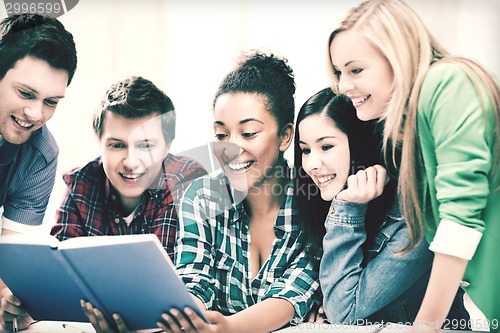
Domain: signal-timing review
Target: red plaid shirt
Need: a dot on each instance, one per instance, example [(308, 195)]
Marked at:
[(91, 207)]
════════
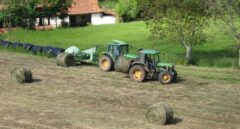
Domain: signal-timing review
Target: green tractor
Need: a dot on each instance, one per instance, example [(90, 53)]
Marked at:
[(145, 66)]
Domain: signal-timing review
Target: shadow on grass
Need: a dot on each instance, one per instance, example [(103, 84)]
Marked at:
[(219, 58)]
════════
**Problem to solve:** From the listing above, copy out each line that includes the word "Target".

**Result for this exercise:**
Target: red plaid shirt
Target: green tractor
Target: shadow on grass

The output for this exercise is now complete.